Post-corona 'normal': Inaccessible Europe

After the current coronavirus crisis even if returning back to “normal” begins, it seems that the rest of the world will be like the “delivery guys” for Europe. In the new “normal,” Turkey’s citizens or not, regardless of nationality, the only non-Europeans entering the gates of the EU will be transport personnel (like drivers), residency holders and some very selective cases of business or service providers for some time to come.

Sezin Öney author@duvarenglish.com

Europe is inching back to “normal,” but what is the “normal” in post-corona times? Though curfews have been relaxed, small shops are getting back to business in some places, and schools are reopening in Denmark, Europe as we knew it is not there. And it will probably not be there for many months to come. First of all, if we were talking about “Fortress Europe” before, it is now really “inaccessible Europe.” One may not travel to most countries in Europe without citizenship or primary residence there. It does not matter if you have family members, business or own property, or have a valid visa. All that is simply meaningless — as if such a situation is “normal.” 

President of France Emmanuel Macron suggested that the entire Schengen area should remain in lockdown, with closed borders to foreigners, until at least September. Macron’s proposal was put forward in a video conference with trade unions on April 11, but we heard echoes of his cautious if not restrictive tone from the European Union Commission President Ursula von der Leyen in the same days, too. She warned that “holiday plans to Europe” should be put on hold for this summer, stating that:

“At the moment, no one can make reliable forecasts for July and August. We will need to learn to live with this virus for many months, probably until next year. Travelers hoping for some summer sun in the next few months are already facing uncertainty.”

While some of the European Parliament members are disputing the feasibility of such a prolonged closure of borders, it will be the executive of the EU Commission and the national leaders making the ultimate decisions. 

Macron has already disputed the applicability of Schengen by stating that “common borders, Schengen, the Dublin accords do not work anymore” when he criticized EU asylum policies last year.

# INFORMATION PROVIDED
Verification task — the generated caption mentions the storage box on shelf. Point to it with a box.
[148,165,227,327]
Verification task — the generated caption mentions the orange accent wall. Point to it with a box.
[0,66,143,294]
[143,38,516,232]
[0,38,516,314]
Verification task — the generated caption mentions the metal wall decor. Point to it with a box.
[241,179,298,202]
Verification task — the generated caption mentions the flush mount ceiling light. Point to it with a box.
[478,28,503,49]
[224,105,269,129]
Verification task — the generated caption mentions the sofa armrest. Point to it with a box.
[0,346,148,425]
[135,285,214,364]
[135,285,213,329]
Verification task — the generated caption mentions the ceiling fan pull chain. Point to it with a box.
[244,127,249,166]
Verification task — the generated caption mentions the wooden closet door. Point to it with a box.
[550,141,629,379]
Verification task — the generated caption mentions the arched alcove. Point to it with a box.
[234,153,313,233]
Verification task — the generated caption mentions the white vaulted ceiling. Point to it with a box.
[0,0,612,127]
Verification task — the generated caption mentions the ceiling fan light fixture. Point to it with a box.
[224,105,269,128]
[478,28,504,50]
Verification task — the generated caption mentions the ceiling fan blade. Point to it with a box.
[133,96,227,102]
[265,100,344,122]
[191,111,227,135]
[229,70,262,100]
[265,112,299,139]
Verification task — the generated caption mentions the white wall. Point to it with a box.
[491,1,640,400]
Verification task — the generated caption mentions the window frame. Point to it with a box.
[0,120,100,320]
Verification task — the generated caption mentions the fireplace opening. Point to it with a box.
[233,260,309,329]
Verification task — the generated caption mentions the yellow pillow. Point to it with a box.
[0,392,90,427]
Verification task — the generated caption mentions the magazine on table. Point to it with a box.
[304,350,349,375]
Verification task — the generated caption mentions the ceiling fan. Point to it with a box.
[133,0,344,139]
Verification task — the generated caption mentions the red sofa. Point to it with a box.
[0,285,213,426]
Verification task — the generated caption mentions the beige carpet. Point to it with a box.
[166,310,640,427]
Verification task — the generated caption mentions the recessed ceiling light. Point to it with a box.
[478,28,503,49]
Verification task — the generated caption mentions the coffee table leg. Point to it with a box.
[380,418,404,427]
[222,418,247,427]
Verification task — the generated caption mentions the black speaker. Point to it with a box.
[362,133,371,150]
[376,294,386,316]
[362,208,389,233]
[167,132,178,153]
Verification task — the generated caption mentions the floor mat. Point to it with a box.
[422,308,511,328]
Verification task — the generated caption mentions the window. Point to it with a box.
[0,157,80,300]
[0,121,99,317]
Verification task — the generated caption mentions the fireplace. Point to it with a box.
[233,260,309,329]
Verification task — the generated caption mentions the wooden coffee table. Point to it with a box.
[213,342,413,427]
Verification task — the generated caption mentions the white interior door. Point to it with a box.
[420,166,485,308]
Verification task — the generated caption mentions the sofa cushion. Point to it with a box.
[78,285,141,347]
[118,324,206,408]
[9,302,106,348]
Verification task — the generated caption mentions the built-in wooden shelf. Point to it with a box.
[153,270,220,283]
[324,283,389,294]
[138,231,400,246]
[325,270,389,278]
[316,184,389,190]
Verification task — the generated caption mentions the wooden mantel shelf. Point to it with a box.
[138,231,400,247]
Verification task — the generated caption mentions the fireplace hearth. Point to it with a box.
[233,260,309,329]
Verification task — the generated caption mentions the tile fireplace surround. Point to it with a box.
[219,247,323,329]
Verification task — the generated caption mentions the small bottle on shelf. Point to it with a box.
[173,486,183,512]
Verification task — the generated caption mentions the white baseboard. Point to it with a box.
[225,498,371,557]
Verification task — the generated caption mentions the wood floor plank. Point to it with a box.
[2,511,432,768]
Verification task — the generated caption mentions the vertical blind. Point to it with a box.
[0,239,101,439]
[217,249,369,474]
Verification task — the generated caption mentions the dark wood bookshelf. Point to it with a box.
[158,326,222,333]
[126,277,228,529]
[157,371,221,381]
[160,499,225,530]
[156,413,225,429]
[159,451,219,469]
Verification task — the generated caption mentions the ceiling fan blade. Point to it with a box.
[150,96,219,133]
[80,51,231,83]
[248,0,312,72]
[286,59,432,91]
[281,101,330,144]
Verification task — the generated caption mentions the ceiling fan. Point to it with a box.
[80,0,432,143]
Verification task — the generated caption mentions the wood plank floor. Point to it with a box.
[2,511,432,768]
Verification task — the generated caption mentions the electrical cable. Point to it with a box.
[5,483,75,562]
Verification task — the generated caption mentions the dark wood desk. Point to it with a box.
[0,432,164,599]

# ACTIVITIES
**a)** Write out the post-corona Europe article again, everything from "After the current" down to "time to come.", switching "delivery guys" to "couriers".
**b)** In the post-corona Europe article, until when did Macron suggest the Schengen area should remain in lockdown?

# RESPONSES TO THE EXERCISE
**a)**
After the current coronavirus crisis even if returning back to “normal” begins, it seems that the rest of the world will be like the “couriers” for Europe. In the new “normal,” Turkey’s citizens or not, regardless of nationality, the only non-Europeans entering the gates of the EU will be transport personnel (like drivers), residency holders and some very selective cases of business or service providers for some time to come.

**b)** Until at least September.